**Aim**
Please list, in order, every comment in the code excerpt below, giving the wording that follows each # sign.

**Page**
————————
Encoded fact: 1 + 2 = 3
Fact shape: (2048,)
Fact dtype: complex64

# Generate all addition facts for digits 0-9
addition_facts = {}
subtraction_facts = {}

print("Generating arithmetic facts...")
print("\nAddition facts:")
for i in range(10):
    for j in range(10):
        result = i + j
        if result < 10:  # Only single-digit results
            fact = encode_arithmetic_fact(memory, model, i, "plus", j, result)
            addition_facts[(i, j)] = fact
            if i <= 2 and j <= 2:  # Print a few examples
                print(f"  {i} + {j} = {result}")

print(f"\nTotal addition facts: {len(addition_facts)}")

print("\nSubtraction facts:")
for i in range(10):
    for j in range(i + 1):  # Only subtract smaller from larger
        result = i - j
        fact = encode_arithmetic_fact(memory, model, i, "minus", j, result)
        subtraction_facts[(i, j)] = fact
        if i <= 3 and j <= 2:  # Print a few examples
            print(f"  {i} - {j} = {result}")

print(f"\nTotal subtraction facts: {len(subtraction_facts)}")
print(f"\nTotal arithmetic facts: {len(addition_facts) + len(subtraction_facts)}")

Output:

Generating arithmetic facts...
————————
**Recorded information**
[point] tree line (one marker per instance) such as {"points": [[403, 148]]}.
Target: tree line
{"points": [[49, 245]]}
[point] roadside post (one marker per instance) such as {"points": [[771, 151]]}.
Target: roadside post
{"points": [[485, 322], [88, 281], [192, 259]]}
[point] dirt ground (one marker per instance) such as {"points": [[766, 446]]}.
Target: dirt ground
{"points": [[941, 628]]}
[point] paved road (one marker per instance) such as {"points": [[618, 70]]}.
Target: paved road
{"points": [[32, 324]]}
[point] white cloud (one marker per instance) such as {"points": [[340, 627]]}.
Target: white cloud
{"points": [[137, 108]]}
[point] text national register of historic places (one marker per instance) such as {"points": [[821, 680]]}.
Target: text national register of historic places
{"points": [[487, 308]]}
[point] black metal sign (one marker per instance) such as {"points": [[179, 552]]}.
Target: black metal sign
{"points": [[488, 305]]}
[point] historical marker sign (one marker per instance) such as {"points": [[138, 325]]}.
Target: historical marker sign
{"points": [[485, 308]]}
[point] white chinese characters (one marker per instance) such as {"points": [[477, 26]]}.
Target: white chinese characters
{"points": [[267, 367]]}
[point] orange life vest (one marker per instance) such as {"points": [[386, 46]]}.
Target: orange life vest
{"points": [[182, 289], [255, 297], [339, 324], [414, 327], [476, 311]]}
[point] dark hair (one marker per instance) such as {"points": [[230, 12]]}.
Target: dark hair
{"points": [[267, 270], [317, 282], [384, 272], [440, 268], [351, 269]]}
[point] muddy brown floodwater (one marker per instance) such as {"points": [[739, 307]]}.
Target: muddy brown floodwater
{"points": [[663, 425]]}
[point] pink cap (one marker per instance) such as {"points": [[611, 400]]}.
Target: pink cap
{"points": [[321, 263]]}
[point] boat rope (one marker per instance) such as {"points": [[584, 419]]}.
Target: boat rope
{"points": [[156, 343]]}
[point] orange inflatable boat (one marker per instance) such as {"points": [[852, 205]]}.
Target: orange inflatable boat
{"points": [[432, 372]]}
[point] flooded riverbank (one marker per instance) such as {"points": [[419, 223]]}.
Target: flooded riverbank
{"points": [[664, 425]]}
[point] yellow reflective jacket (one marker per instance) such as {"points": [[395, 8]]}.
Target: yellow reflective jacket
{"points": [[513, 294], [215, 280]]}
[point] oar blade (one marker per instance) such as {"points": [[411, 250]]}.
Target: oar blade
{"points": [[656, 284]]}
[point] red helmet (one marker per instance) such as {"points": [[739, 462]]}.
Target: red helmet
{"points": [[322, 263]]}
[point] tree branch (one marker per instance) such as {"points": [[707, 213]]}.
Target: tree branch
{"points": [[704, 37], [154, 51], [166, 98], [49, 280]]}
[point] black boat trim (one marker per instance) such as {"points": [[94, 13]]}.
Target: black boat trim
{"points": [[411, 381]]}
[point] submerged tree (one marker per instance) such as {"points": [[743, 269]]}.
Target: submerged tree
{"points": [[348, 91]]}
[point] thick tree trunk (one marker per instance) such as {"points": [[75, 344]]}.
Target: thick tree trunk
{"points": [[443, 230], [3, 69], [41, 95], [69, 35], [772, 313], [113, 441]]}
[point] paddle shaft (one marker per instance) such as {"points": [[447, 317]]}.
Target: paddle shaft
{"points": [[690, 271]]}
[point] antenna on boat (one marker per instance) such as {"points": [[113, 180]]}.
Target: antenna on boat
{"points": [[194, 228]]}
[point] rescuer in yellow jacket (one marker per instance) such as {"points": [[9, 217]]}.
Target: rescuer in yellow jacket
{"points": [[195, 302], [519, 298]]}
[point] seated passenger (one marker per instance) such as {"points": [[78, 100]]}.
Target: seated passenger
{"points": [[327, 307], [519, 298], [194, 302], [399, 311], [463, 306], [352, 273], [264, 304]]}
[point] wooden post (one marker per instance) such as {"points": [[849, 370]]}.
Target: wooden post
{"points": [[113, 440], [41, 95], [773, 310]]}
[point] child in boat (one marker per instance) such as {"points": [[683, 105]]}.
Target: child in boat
————————
**Correct answer**
1. Generate all addition facts for digits 0-9
2. Only single-digit results
3. Print a few examples
4. Only subtract smaller from larger
5. Print a few examples